→ **Task details**:
Can you gather every line in the records below that contains the string "lake"? Case counts, so uppercase and lowercase letters are different.

--- Data excerpts ---

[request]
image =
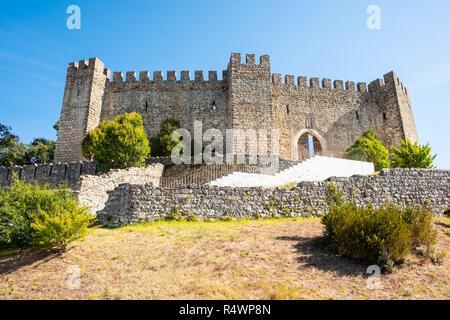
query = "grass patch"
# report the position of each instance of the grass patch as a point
(282, 258)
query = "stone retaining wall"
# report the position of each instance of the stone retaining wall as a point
(130, 204)
(92, 190)
(54, 174)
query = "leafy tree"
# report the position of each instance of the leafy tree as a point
(413, 155)
(35, 215)
(6, 137)
(117, 144)
(12, 151)
(368, 147)
(162, 144)
(40, 150)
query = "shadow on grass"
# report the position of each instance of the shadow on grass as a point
(316, 253)
(14, 259)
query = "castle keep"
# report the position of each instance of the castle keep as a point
(326, 115)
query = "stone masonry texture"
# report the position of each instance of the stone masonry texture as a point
(248, 96)
(130, 204)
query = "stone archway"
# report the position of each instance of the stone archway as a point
(307, 143)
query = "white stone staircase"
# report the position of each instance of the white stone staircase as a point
(317, 168)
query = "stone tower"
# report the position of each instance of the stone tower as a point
(322, 116)
(82, 103)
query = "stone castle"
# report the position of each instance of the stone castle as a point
(325, 116)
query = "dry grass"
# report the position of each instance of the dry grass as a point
(262, 259)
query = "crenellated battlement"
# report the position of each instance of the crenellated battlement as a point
(54, 174)
(170, 76)
(85, 66)
(316, 83)
(247, 95)
(250, 60)
(390, 80)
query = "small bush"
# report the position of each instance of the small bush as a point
(28, 212)
(384, 235)
(61, 225)
(369, 148)
(413, 155)
(192, 218)
(420, 221)
(362, 233)
(447, 213)
(117, 144)
(174, 214)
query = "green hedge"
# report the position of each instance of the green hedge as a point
(371, 235)
(31, 215)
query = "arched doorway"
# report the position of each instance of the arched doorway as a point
(308, 145)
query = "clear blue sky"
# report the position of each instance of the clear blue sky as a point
(312, 38)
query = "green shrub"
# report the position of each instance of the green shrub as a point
(118, 144)
(447, 212)
(368, 147)
(23, 204)
(420, 221)
(362, 233)
(61, 225)
(384, 235)
(192, 218)
(413, 155)
(174, 214)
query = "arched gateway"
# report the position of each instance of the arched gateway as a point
(307, 143)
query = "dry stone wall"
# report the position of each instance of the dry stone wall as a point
(54, 174)
(130, 204)
(92, 190)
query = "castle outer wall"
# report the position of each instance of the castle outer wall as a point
(248, 96)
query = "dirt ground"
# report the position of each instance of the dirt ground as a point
(261, 259)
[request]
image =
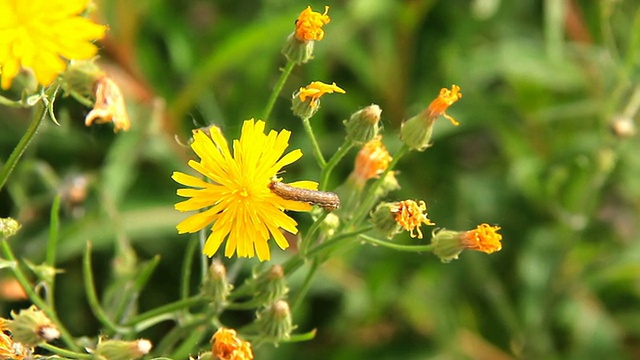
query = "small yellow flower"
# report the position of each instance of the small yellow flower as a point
(240, 204)
(228, 346)
(410, 216)
(372, 160)
(8, 349)
(315, 90)
(42, 35)
(445, 99)
(483, 238)
(448, 244)
(309, 25)
(109, 105)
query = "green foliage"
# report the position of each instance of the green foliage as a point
(544, 84)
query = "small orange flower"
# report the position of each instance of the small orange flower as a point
(409, 215)
(309, 24)
(228, 346)
(483, 238)
(315, 90)
(109, 105)
(445, 99)
(372, 160)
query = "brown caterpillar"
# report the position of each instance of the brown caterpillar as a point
(325, 199)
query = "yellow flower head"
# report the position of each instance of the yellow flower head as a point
(483, 238)
(315, 90)
(109, 105)
(445, 99)
(309, 24)
(228, 346)
(42, 35)
(240, 204)
(372, 160)
(409, 215)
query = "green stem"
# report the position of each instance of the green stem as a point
(52, 245)
(277, 89)
(367, 204)
(24, 142)
(316, 147)
(187, 265)
(35, 299)
(92, 296)
(335, 159)
(306, 285)
(64, 352)
(168, 308)
(399, 247)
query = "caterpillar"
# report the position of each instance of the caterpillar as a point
(325, 199)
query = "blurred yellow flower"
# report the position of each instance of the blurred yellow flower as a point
(309, 24)
(445, 99)
(484, 238)
(42, 35)
(228, 346)
(240, 204)
(315, 90)
(409, 215)
(372, 160)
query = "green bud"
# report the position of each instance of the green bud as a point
(416, 132)
(383, 220)
(298, 51)
(121, 350)
(364, 124)
(275, 322)
(8, 227)
(31, 327)
(446, 245)
(216, 285)
(271, 285)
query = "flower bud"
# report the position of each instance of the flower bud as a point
(275, 322)
(364, 124)
(8, 227)
(306, 101)
(226, 345)
(31, 327)
(416, 132)
(299, 45)
(384, 221)
(448, 244)
(271, 285)
(122, 350)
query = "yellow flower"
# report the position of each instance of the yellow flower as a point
(445, 99)
(306, 101)
(240, 204)
(372, 160)
(109, 105)
(409, 215)
(228, 346)
(448, 244)
(42, 35)
(483, 238)
(316, 89)
(309, 24)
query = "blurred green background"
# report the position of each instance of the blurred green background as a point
(546, 149)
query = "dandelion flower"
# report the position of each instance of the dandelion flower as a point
(410, 215)
(445, 99)
(309, 24)
(448, 244)
(42, 35)
(238, 200)
(228, 346)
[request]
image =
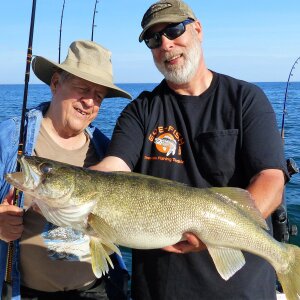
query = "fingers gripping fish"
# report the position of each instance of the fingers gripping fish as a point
(145, 212)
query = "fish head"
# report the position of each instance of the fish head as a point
(44, 179)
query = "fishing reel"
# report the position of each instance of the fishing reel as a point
(282, 229)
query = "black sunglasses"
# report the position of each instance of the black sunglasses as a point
(172, 32)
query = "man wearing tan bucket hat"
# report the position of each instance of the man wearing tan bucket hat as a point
(60, 130)
(204, 129)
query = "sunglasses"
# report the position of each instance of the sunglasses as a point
(172, 32)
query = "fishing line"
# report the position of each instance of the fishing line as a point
(8, 275)
(60, 30)
(93, 24)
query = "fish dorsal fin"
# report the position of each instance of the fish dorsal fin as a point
(74, 216)
(99, 257)
(242, 200)
(139, 176)
(227, 260)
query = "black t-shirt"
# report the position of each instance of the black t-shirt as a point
(221, 138)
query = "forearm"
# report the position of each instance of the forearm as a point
(266, 189)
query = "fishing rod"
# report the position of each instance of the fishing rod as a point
(8, 277)
(286, 96)
(93, 25)
(60, 30)
(283, 229)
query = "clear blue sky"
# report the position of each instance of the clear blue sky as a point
(254, 40)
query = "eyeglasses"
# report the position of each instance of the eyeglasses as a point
(172, 32)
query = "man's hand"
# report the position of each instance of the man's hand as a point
(11, 219)
(191, 244)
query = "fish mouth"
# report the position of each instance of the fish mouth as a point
(26, 180)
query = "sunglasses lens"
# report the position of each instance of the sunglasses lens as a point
(174, 32)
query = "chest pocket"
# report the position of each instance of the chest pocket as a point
(216, 155)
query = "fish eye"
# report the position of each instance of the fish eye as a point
(45, 168)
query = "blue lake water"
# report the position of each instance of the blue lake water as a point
(11, 97)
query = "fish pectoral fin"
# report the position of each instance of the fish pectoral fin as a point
(105, 233)
(74, 216)
(227, 260)
(100, 257)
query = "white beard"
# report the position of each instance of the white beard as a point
(180, 74)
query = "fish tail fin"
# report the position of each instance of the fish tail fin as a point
(290, 279)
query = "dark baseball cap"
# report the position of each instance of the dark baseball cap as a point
(165, 11)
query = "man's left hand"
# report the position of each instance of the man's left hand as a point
(191, 244)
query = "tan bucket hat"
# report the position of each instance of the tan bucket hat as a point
(86, 60)
(165, 11)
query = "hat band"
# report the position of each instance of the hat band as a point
(88, 69)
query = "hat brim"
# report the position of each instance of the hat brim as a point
(44, 70)
(166, 19)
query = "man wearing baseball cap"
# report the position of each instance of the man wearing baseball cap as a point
(49, 267)
(204, 129)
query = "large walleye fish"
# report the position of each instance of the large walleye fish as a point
(144, 212)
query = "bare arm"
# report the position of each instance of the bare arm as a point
(266, 189)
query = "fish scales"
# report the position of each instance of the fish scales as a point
(145, 212)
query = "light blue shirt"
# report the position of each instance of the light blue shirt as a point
(9, 141)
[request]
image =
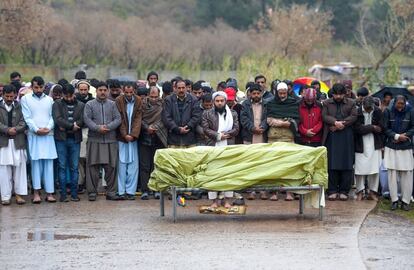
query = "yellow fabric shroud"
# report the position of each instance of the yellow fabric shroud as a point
(238, 167)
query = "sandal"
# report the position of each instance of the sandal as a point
(252, 196)
(36, 201)
(333, 197)
(263, 195)
(343, 197)
(274, 198)
(289, 197)
(50, 199)
(20, 200)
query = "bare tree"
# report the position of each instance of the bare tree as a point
(21, 21)
(395, 30)
(294, 31)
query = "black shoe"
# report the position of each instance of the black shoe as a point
(239, 202)
(75, 199)
(63, 199)
(113, 197)
(144, 196)
(394, 206)
(92, 197)
(405, 207)
(130, 197)
(81, 189)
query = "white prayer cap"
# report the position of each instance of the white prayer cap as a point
(281, 86)
(219, 93)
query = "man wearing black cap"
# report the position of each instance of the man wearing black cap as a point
(261, 81)
(317, 86)
(253, 122)
(339, 114)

---

→ **Result for this exercise**:
query = "blue lake water"
# report the position of each instance of the blue lake water as a point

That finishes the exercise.